>>>

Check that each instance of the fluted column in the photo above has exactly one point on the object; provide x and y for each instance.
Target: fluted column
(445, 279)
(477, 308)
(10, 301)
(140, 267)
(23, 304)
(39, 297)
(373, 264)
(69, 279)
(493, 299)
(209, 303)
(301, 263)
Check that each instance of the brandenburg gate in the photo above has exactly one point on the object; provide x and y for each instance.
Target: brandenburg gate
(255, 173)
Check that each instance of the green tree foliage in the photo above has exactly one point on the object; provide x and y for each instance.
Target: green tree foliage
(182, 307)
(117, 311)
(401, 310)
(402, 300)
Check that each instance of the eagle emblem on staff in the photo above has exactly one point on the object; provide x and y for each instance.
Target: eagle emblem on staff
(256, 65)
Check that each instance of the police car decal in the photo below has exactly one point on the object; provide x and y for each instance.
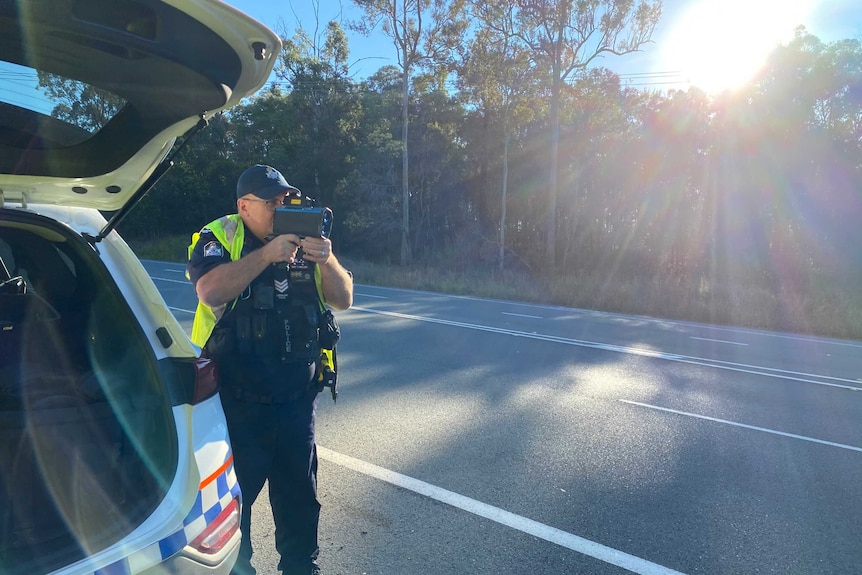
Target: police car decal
(214, 495)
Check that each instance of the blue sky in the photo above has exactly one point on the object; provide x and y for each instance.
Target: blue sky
(713, 43)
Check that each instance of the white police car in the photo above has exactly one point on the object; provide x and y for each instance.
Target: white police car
(114, 452)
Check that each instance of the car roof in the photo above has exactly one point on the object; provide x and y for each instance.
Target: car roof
(157, 67)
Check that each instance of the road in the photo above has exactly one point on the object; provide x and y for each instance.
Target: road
(479, 436)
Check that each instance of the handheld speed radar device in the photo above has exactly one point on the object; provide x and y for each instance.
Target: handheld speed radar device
(303, 219)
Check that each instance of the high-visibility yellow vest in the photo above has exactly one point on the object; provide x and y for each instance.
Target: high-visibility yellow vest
(230, 232)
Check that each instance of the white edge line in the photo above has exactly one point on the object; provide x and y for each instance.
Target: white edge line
(717, 340)
(501, 516)
(744, 425)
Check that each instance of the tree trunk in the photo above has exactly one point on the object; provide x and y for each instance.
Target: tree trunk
(405, 192)
(551, 244)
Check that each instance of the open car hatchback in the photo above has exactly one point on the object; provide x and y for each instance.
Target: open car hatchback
(114, 455)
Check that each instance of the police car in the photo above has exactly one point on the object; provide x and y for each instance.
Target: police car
(114, 452)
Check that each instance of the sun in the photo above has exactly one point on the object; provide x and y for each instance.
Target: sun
(719, 45)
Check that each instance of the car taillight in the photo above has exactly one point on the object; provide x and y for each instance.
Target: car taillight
(220, 531)
(206, 379)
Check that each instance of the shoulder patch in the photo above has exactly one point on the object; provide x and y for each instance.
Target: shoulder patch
(213, 249)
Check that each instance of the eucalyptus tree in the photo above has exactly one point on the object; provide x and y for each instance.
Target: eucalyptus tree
(321, 100)
(566, 36)
(495, 76)
(422, 32)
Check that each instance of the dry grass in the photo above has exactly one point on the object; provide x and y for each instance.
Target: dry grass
(831, 308)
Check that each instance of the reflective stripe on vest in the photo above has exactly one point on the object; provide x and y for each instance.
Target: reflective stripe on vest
(230, 232)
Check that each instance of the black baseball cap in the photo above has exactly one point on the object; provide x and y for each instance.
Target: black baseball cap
(265, 182)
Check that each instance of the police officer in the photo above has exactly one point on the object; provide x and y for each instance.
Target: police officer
(260, 299)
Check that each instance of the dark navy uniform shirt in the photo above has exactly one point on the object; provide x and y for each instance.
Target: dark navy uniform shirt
(256, 379)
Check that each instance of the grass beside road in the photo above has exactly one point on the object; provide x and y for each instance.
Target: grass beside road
(821, 306)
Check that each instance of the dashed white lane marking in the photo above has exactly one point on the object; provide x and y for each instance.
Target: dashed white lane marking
(501, 516)
(521, 315)
(718, 340)
(824, 380)
(744, 425)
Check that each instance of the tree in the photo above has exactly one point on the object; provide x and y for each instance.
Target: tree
(322, 99)
(565, 36)
(78, 103)
(422, 32)
(496, 76)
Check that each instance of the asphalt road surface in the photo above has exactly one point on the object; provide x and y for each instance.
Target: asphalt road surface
(477, 436)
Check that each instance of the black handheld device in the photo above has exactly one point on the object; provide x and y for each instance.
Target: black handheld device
(303, 221)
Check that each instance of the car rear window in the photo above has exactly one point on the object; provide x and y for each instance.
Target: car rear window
(56, 110)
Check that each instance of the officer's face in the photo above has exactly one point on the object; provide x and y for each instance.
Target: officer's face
(258, 214)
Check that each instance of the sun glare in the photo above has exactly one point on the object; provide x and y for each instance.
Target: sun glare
(720, 44)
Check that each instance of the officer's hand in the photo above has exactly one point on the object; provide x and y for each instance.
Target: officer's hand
(282, 248)
(316, 250)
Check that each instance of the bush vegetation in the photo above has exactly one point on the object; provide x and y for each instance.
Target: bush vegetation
(821, 306)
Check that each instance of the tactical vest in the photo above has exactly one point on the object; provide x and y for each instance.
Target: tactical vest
(275, 318)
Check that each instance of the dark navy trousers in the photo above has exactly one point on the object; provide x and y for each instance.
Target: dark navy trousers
(274, 442)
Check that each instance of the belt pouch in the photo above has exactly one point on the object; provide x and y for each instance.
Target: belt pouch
(243, 334)
(262, 343)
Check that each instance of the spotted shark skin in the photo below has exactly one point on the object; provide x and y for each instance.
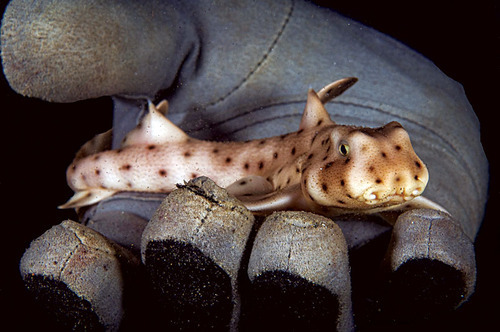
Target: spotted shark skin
(323, 167)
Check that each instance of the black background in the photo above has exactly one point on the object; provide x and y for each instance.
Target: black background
(39, 139)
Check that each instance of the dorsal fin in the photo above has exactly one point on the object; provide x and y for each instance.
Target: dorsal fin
(315, 113)
(155, 128)
(335, 89)
(100, 142)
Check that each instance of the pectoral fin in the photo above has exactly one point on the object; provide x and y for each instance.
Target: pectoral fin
(290, 198)
(391, 214)
(155, 128)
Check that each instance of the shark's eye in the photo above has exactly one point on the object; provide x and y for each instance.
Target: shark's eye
(344, 149)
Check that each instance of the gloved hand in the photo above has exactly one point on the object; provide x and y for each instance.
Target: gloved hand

<<<

**Problem requirements**
Except for the pictures, print the data above exactly.

**Correct result**
Check that each instance of the fluted column in the photo above has exactly one point on the object; provide x and y for each instance.
Target: fluted column
(445, 279)
(477, 308)
(10, 301)
(140, 267)
(23, 304)
(39, 297)
(373, 264)
(69, 279)
(493, 299)
(209, 303)
(301, 263)
Check that each instance of the brandenburg gate in the photo above has exactly one point on the object; provide x and y for each instance.
Target: brandenburg gate
(255, 173)
Check that each instance of the green tree foliage in the photo above has exactly one point on the object; provide x and y for each instance.
Target: green tree foliage
(182, 307)
(117, 311)
(401, 310)
(402, 300)
Check that each instance of the eagle emblem on staff in the photo above has exactly one point on the object; provide x and y for each instance.
Target: eagle emblem on staff
(256, 65)
Check that each instance of the police car decal in the photo below has exactly one point on the object; provide x and y for each instance.
Target: police car decal
(214, 495)
Check that each instance of the blue sky in the photo above has exactly one point on the object; provide x and y for each instance.
Target: blue sky
(713, 43)
Check that each instance of the white police car in the photo above has exactly one point on the object; provide x and y for each instance.
Target: white police car
(114, 452)
Check that each instance of the car roof in the photo above has exactly one point on the object; provide x and y for each instance.
Target: car roof
(157, 67)
Check that each instance of the road in the photo above has exactly one point on the object; provide x and y for each instance.
Target: road
(479, 436)
Check that each instance of the handheld speed radar device in the photo above has exactly one point on the object; provide x and y for each instance.
Target: handheld speed radar device
(303, 219)
Check that each instance of the high-visibility yellow vest in the photo above has exactly one point on the object; provide x and y for each instance.
Target: high-visibility yellow vest
(230, 232)
Check that each instance of the white edge line in the photo above has exactly one point on the object; provide x and y for each instance.
Target: white edge line
(717, 340)
(501, 516)
(744, 425)
Check that each instance of the tree trunk in the photo above has exactly one point on the object; provide x and y for each instance.
Target: tree trunk
(405, 192)
(551, 244)
Check that each instance of the open car hatchback in the photo above has exactly one point on the object; provide x and y for each instance.
Target: open car hatchback
(114, 455)
Check that each instance of the police car in the photo above has exactly one point on the object; provide x and y for each instance.
Target: police car
(114, 452)
Check that each instance of the sun in the photo above has exactly one point on the object; provide x and y for each instance.
Target: sun
(719, 45)
Check that each instance of the car taillight in the photo above has exactly one point on the object; provide x and y for each instance.
Target: car taillight
(220, 531)
(206, 379)
Check that each instance of the shoulder patch in the photo above has exactly one point on the object; provide x and y for each instance.
Target: shoulder patch
(213, 249)
Check that each instance of the eucalyptus tree in the photo above has exactly one point on the object; provide x and y for each instance.
Target: eucalyptus tree
(321, 100)
(566, 36)
(495, 76)
(422, 32)
Check that each instance of the dry grass in the photo above has exactly one point on the object; provide x and y for each instance.
Target: dry grass
(831, 308)
Check that each instance of the reflective stripe on vest in the photo above has exactly one point on the object; provide x and y for each instance.
Target: reflective stripe on vest
(230, 232)
Check that each instance of the black baseball cap in the photo above has exactly one point on the object; provide x and y for each instance.
Target: black baseball cap
(265, 182)
Check that each instance of the police officer in the photo above has exactly one point on the object; provide x and y for each instance.
Target: police officer
(260, 299)
Check that each instance of the dark navy uniform shirt in the photo above has exactly one point on the object; provide x and y for each instance.
Target: dark navy uniform shirt
(256, 379)
Check that each instance of the grass beside road in the photo above has exactly one point on the object; provide x and y for each instance.
Target: grass beside road
(821, 306)
Check that each instance of the dashed white lane marking in the photo above has exactly one point on the object; provide x and y for each instance.
Target: dashed white lane marking
(501, 516)
(521, 315)
(718, 340)
(824, 380)
(744, 425)
Check that each instance of the tree in the photo above has exactly one point on the object; provide x and y for each instance.
Target: tree
(322, 99)
(565, 36)
(78, 103)
(422, 32)
(496, 76)
Check that each instance of the asphalt road surface in the photo above has exactly one point on the object; provide x and y for each instance.
Target: asphalt road surface
(477, 436)
Check that each instance of the black handheld device in the photo above has exactly one point on the object; provide x and y for each instance.
Target: black handheld device
(303, 221)
Check that each instance of the car rear window in the photo above has exactly one point on the object; provide x and y for each instance.
Target: car rear window
(56, 110)
Check that each instance of the officer's face in the photo above has exactly one point on the object; provide x and y for each instance.
Target: officer's face
(258, 214)
Check that each instance of the sun glare in the photo above has exactly one point on the object; provide x and y for each instance.
Target: sun glare
(720, 44)
Check that each instance of the officer's hand in the photo above has exactly one point on the object; provide x and y for each instance.
Target: officer's hand
(282, 248)
(316, 250)
Check that each instance of the bush vegetation in the photo above has exactly one point on the object; provide x and y for each instance.
Target: bush vegetation
(821, 306)
Check that each instance of the tactical vest in the photo above has exactly one point on the object; provide x and y for each instance.
Target: tactical vest
(275, 318)
Check that each instance of the dark navy trousers in the photo above has exactly one point on the object; provide x and y for each instance.
Target: dark navy trousers
(274, 442)
Check that each instance of the belt pouch in the photo above has exactly one point on the object; provide x and y for each instance.
Target: belt pouch
(243, 334)
(262, 343)
Check that each instance of the spotted shark skin in the photo below has exactly one point on the object; provide x and y for each instance.
Target: spotted shark skin
(323, 167)
Check that each instance of the black background in the photo above has exactly one point on the object; provide x and y for each instance.
Target: black background
(39, 139)
Check that each instance of the dorsal fin in the photo above has exactly one point on the object; provide x and y for each instance.
Target: dorsal fin
(315, 113)
(155, 128)
(335, 89)
(100, 142)
Check that each instance of the pectoral fin in the photo above has exactly one point on the object; provide x and y for each instance.
Target: pectoral fin
(290, 198)
(391, 214)
(155, 128)
Check that each instance of the shark's eye in the photo above has exactly one point on the object; provide x and y for each instance.
Target: shark's eye
(344, 149)
Check that each instance of the gloved hand in the photo above has exactly one point on the object; provide x and y for each instance.
Target: gloved hand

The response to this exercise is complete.